═══ Extrait du document

Et histoire de remettre chaque chose à sa place (en parlant de puissance féminine), un article qui met deux pays dans le même sac : Iran-Arabie Saoudite. Deux prisonnières d’un même système, par Diana Moukalled, dans le Courrier International n°1481 et sur leur site.

Dessin de Heydari, Iran

Jour 45 : samedi 23 mars

Je saigne toujours et mes nerfs sont encore un peu en pelote.

Je m’entretiens par SMS avec une personne qui ne m’a jamais fait sentir ni trop maigre ni pas assez apprêtée : un homme, probablement pas comme les autres. Ça me fait du bien. J’ai eu l’impression, avant d’arriver ici, que je lui plaisais bien (et il me plait bien aussi mais je n’y étais pas disponible) toutefois nous gardons des distances polies. Je sens que mon cerveau a libéré de la place en évacuant Johnny Boy.

══════
═══ Données enregistrées

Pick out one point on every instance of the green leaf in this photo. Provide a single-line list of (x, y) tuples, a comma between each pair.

══════

Mettez à jour l'extrait en le recopiant à partir du passage qui contient « Et histoire de » et en vous arrêtant après « peu en pelote. » ; remplacez-y « samedi 23 mars » par « dimanche 24 mars ».

§ Réponse
Et histoire de remettre chaque chose à sa place (en parlant de puissance féminine), un article qui met deux pays dans le même sac : Iran-Arabie Saoudite. Deux prisonnières d’un même système, par Diana Moukalled, dans le Courrier International n°1481 et sur leur site.

Dessin de Heydari, Iran

Jour 45 : dimanche 24 mars

Je saigne toujours et mes nerfs sont encore un peu en pelote.